**Objetivo**
Prossiga com o trecho sobre a profecia de Daniel 7, escrevendo a continuação a partir da última frase apresentada.

─── Trecho para leitura ───

A palavra profética é uma candeia que brilha intensamente, em lugar tenebroso (2 Pe 1:19). A luz da candeia não ilumina coisas futuras e sim presentes. Coisas que já estão dentro da casa, não que serão introduzidas nela. Semelhantemente, a palavra profética mostra o significado de fatos que Deus predisse, depois que acontecem, não antes. Só então, a sua luz brilha em toda intensidade e esplendor.
A interpretação das profecias não deve ser reduzida a um esforço de determinação do significado das suas palavras, sem cuidadosa comparação com os acontecimentos históricos. Isso equivaleria à prática de adivinhação com o texto bíblico. Assim como a luz da candeia não se acende espontaneamente, a iluminação profética depende da busca do conhecimento histórico para ter lugar. Por isso, Jesus conclamou-nos a orar e vigiar, isto é, a manter o coração cheio de fé e os olhos atentos aos acontecimentos, pois eles elucidarão o sentido das profecias não realizadas.
Neste texto, gostaria de propor uma interpretação do capítulo 7 de Daniel, à luz de acontecimentos recentes. Daniel viu quatro animais. O primeiro era um leão com asas de águia, que recebeu coração humano. O segundo era um urso, que se ergueu sobre um dos lados com três costelas na boca. O terceiro era um leopardo com quatro cabeças e quatro asas. O quarto era um animal inominado, extremamente forte e com características monstruosas. De acordo com a interpretação mais aceita, o leão representa o Império Neobabilônico, o urso, o Império Medo-Persa, o leopardo, a Grécia, e o quarto animal, Roma.
Robert Anderson mudou parte do panorama escatológico, ao desafiar essa interpretação no seu clássico The coming prince (El príncipe que ha de venir. Barcelona: Espanha, 1980. Apendice). De acordo com ele, os quatro animais não podem ser reinos sucessivos, como os impérios de Nabucodonosor, Ciro, Alexandre e os Césares, pois Daniel 7:3 declara que emergem ao mesmo tempo. Eles são reis simultâneos, como o versículo 17 também sugere: “os quatro animais são quatro reis, que se levantarão da terra”.

─── Linhas ───

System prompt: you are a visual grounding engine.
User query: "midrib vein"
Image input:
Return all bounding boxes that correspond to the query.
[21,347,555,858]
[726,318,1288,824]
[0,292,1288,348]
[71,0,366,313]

───

**Resposta escrita**
O uso do verbo no tempo futuro (“reis que se levantarão”) indica que nenhum deles estava presente, quando Daniel teve o sonho, no primeiro ano de Belsazar (Dn 7:1). Este foi o último regente do Império Babilônico. Portanto, não é possível que Babilônia estivesse por vir, quando Daniel teve a visão. Aliás, a Pérsia também já existia, assim como a Grécia e Roma. Tudo isso aponta para a conclusão de que os reinos do sonho de Daniel não são Babilônia, Pérsia, Grécia e Roma.
Como o aparecimento dos quatro animais é sucedido pelo estabelecimento de tronos e a vinda do Ancião de dias, para destruir o quarto animal e tirar o domínio dos outros, é provável que estes pertençam ao tempo do fim. Talvez eles já estejam na Terra ou venham a se constituir, no futuro, pela coligação de países hoje existentes.
Devo chamar a atenção do leitor para o fato de que os quatro reinos se erguem “do Grande Mar” (Dn 7:2-3). Trata-se de países ao redor do Mediterrâneo. Este é denominado grande para evitar confusão com o Mar Morto e o Mar da Galileia, que são muito menores. Portanto, os quatro animais deverão emergir do sul da Europa, do Oriente Médio ou do norte da África.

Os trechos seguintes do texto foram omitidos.